Ese día, Rivera Garza leyó por horas todo lo que pudo y sintió la presencia de su hermana: “Observé, de inmediato, mis manos. Esto que toco ahora, me dije, fue tocado por Liliana 30 años atrás, no hay nada entre ella y yo ahora mismo, sus huellas y las mías, juntas, recibiéndose una a la otra. La sensación de su presencia fue incontestable y abrumadora. Liliana estaba ahí, conmigo, sin duda alguna”.
“El tacto fue, desde el inicio, el espacio donde nos instalamos Liliana y yo para convertirnos otra vez en lo que siempre fuimos: hermanas. Tocándonos a distancia pudimos reconocernos otra vez. El tacto, que nos recuerda de manera indefectible al cuerpo, lo produce como efecto a su vez. El tacto es nuestra casa”.
La escritora bautizó como “archivo de los afectos” los documentos personales que Liliana produjo y preservó. Descubrió que “llevan en sí la marca material de su propio tacto” y que, además, complementaron y compitieron “contra las narrativas oficiales de la violencia de género y el feminicidio, posibilitando nuestra comprensión de su historia, como una historia de vida y no solamente, como suele ser el caso cuando la violencia se hace presente, como relato de muerte”.
“Estos papeles restauraron y reinstauraron la complejidad de su experiencia en la tierra, aproximándola a nuestros sentidos y poniéndola a nuestro alcance. Compuesto por materiales tocados por ambas, el archivo de Liliana preparó el escenario para un encuentro material con ella”.

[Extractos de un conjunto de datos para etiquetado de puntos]
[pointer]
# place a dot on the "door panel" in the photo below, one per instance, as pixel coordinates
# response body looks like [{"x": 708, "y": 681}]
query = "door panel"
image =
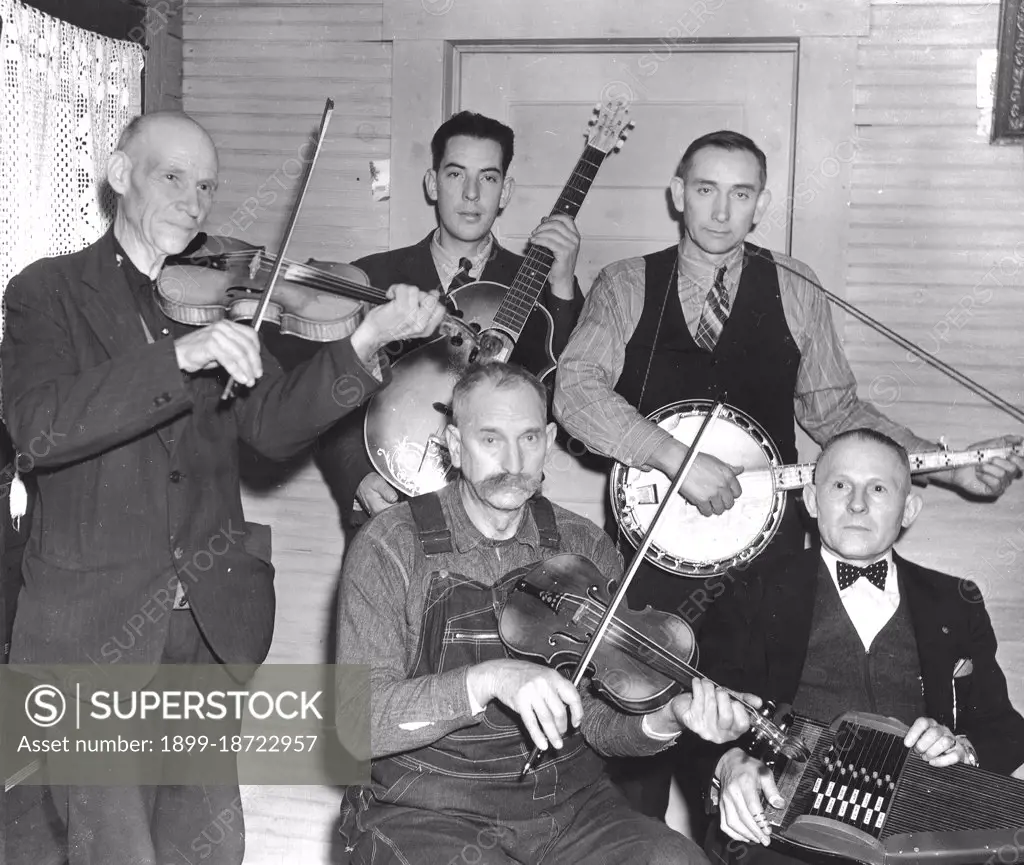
[{"x": 676, "y": 96}]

*Qué se pide*. Por favor, resume el párrafo del texto que empieza con «La escritora bautizó como» y conserva sus hechos principales. Para resolver la tarea, basta con el texto.

*Solución del ejercicio*. La escritora llamó «archivo de los afectos» a los documentos personales que Liliana produjo y conservó. Descubrió que esos papeles llevan la marca material del tacto de Liliana. También vio que complementaron las narrativas oficiales sobre la violencia de género y el feminicidio, y compitieron con ellas. Así permitieron entender su historia como una historia de vida, y no solo como un relato de muerte.